_DIRECTION 1:_ Count the lines in the records below that contain the string "canned", matching case exactly, and reply with only that number.

_PAGE:_
□ □ □
In [1]:
#### BOOK FOR WEATHER SCRAPPING

### Using Open Weather's API - Free Account - Limited to 1000 free calls per day- only 2000 calls per day total
### After 1000 in a day billed at $0.15 per 100 calls

API_KEY = 'e85f2b341782ffd493fe2e354727db0b'

### Link to docs https://openweathermap.org/api/one-call-3#history-how

## File PATH

## Scraped data for games with HR stats with full team names
path = 'data/NCAA_D1/ESPN_HR_data_baseball_scrape.csv'



## Historical weather data
To learn about how get access to historical weather data for any timestamp from 1st January 1979 till now, please use this section of the documentation.

If you are interested in current weather data, forecasts and weather alerts please read the "Current and forecast weather data" section.
If you are interested in daily aggregated historical weather data, please read the "History Daily Aggregation" section of documentation.

## How to make an API call
### API call

https://api.openweathermap.org/data/3.0/onecall/timemachine?lat={lat}&lon={lon}&dt={time}&appid={API key}

### Parameters
#### lat	
required	Latitude, decimal (-90; 90). If you need the geocoder to automatic convert city names and zip-codes to geo coordinates and the other way around, please use our Geocoding API

#### lon	
required	Longitude, decimal (-180; 180). If you need the geocoder to automatic convert city names and zip-codes to geo coordinates and the other way around, please use our Geocoding API

#### dt
	required	Timestamp (Unix time, UTC time zone), e.g. dt=1586468027. Data is available from January 1st, 1979.
□ □ □
_AVAILABLE DATA:_
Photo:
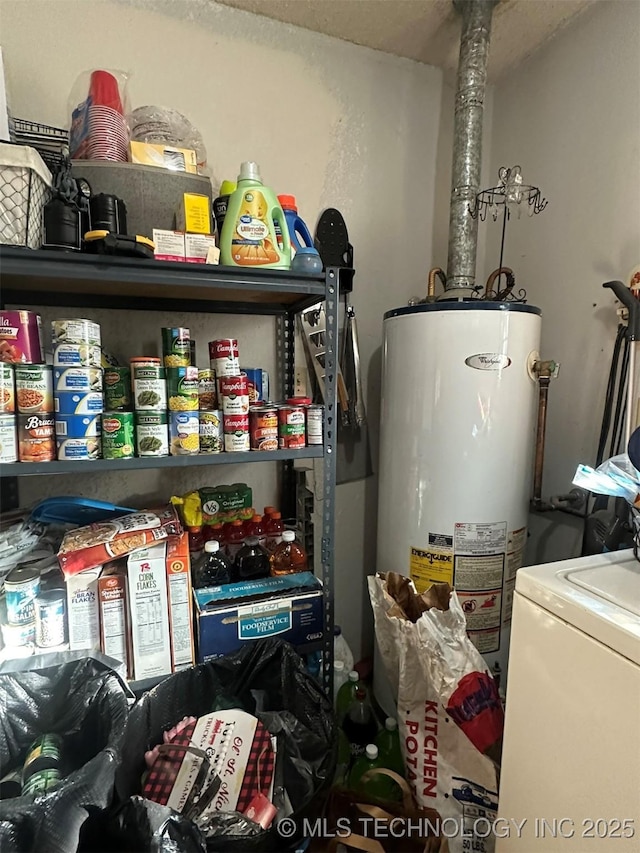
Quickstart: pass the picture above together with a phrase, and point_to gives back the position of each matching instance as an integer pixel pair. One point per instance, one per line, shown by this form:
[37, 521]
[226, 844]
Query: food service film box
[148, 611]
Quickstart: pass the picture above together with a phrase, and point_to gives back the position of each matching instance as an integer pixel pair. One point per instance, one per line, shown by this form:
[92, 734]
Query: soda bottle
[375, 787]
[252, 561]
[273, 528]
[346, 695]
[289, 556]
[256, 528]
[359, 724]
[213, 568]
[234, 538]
□ □ □
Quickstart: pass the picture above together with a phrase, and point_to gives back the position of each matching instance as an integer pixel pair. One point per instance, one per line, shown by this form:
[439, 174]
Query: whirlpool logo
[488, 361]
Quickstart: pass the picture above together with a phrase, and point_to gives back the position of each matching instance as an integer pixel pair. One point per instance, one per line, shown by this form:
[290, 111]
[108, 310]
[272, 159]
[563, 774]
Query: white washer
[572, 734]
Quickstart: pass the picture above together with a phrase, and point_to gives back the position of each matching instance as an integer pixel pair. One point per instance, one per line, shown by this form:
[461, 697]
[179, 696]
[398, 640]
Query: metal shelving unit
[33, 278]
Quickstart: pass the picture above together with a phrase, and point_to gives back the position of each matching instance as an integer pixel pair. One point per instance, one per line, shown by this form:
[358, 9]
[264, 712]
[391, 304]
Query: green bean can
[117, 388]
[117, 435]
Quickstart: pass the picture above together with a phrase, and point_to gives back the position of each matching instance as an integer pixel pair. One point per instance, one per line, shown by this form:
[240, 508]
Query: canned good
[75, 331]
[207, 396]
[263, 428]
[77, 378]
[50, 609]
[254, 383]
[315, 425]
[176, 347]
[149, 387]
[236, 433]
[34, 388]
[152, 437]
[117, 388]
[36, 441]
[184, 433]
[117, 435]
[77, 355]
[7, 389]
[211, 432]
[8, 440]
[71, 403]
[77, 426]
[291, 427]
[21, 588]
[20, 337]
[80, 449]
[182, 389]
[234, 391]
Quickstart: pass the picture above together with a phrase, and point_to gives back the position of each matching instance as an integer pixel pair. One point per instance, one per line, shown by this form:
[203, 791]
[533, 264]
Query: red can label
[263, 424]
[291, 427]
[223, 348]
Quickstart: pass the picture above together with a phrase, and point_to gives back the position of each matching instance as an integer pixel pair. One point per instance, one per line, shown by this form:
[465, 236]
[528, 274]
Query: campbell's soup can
□ □ □
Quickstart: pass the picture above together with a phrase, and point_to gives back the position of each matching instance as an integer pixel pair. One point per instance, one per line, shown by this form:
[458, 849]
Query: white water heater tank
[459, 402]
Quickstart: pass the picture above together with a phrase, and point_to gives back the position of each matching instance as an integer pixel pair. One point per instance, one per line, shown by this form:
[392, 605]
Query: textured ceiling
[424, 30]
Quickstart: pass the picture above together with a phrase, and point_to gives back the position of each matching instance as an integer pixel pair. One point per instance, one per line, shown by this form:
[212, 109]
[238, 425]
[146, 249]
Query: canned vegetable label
□ □ □
_DIRECTION 2:_ In the weather-scraping notebook, what is the charge for calls beyond 1000 in a day?

_REPLY 1:_ 2

_REPLY 2:_ $0.15 per 100 calls.